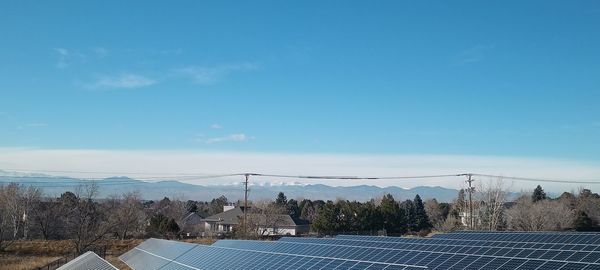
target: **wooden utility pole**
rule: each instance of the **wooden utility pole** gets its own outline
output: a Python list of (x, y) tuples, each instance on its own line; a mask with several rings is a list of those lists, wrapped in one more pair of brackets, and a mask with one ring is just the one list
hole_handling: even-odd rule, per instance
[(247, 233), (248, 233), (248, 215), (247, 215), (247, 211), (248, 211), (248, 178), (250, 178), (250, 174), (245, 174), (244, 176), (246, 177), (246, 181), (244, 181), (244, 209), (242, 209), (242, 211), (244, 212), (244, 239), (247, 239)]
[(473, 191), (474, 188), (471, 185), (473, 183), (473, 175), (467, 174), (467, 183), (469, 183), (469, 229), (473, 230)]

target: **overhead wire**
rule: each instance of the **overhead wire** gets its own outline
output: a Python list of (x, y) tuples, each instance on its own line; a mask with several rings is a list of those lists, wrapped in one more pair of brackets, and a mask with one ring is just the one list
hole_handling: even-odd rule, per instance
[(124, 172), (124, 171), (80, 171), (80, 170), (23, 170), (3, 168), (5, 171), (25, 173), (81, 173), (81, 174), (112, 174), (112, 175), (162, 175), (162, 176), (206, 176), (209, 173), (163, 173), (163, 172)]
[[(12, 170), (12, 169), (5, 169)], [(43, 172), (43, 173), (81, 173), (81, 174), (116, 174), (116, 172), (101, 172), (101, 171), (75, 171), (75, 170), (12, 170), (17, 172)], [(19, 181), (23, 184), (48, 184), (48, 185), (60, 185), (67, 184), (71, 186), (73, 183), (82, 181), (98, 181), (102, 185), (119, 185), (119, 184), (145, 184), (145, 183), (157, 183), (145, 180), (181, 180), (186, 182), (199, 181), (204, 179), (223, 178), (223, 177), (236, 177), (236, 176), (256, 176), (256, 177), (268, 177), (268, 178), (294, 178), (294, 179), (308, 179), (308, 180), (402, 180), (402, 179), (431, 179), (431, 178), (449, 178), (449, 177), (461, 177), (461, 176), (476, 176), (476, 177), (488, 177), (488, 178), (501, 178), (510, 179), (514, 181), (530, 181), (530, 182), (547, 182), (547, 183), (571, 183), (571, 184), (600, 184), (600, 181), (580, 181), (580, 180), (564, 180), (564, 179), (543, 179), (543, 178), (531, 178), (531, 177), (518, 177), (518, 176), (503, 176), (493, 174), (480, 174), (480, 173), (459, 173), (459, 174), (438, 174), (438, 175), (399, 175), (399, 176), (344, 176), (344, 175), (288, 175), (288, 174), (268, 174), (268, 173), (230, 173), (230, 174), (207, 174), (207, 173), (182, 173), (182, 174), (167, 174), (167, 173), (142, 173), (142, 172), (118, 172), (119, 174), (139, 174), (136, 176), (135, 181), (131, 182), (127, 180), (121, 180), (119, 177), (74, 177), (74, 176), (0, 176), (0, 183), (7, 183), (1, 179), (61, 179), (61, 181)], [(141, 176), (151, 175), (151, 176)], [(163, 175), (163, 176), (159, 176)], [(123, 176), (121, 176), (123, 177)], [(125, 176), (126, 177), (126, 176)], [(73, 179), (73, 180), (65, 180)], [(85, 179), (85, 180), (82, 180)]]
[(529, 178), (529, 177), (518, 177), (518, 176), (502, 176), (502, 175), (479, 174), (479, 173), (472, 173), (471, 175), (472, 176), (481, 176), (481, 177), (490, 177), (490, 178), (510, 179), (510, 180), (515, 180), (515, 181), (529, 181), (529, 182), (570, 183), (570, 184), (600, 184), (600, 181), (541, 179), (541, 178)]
____________________
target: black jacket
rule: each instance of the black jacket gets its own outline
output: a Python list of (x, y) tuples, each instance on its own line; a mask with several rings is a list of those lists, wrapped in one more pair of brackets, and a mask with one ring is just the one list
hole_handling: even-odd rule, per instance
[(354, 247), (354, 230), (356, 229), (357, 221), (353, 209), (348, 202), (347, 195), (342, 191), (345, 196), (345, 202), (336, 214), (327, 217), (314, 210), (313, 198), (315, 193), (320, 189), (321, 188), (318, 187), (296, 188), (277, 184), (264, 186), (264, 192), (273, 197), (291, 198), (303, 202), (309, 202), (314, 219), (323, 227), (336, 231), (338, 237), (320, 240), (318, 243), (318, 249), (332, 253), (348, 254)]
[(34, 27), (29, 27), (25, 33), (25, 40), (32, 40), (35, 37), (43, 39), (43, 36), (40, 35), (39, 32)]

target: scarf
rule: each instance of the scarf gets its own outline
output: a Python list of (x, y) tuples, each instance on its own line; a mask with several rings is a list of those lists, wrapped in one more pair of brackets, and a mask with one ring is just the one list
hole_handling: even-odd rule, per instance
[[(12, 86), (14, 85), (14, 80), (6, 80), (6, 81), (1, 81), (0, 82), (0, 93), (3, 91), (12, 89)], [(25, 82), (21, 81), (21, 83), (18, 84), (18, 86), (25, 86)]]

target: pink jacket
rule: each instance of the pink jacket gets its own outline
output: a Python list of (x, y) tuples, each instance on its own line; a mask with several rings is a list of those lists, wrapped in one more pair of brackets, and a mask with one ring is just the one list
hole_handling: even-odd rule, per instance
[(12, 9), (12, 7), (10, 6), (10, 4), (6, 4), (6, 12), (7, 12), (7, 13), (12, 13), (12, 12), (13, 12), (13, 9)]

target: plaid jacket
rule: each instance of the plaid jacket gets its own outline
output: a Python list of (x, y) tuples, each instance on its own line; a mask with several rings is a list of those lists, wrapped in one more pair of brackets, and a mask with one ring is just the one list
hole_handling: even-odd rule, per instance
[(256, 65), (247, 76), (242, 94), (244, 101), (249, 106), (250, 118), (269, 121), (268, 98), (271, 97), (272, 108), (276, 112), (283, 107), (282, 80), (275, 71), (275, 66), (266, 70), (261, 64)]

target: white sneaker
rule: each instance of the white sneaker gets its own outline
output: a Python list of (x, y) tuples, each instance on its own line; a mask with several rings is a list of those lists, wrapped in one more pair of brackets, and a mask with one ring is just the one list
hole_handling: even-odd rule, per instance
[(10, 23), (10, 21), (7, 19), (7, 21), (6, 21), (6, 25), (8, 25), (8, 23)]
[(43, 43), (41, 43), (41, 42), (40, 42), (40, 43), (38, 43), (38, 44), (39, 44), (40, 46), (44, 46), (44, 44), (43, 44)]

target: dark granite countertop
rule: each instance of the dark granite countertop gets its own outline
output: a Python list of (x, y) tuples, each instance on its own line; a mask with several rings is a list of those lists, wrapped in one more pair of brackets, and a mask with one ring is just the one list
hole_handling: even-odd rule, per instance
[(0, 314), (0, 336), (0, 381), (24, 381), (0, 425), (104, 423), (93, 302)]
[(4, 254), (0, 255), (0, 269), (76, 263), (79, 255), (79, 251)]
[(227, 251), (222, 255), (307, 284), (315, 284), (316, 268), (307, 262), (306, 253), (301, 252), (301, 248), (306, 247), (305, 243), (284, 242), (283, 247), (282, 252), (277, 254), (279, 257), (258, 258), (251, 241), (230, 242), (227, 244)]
____________________
What lines of the listing above hold "target"? Copy all of them.

EXERCISE RESULT ::
target: **wooden utility pole**
target: **overhead wire**
target: black jacket
target: scarf
target: pink jacket
target: plaid jacket
target: white sneaker
target: dark granite countertop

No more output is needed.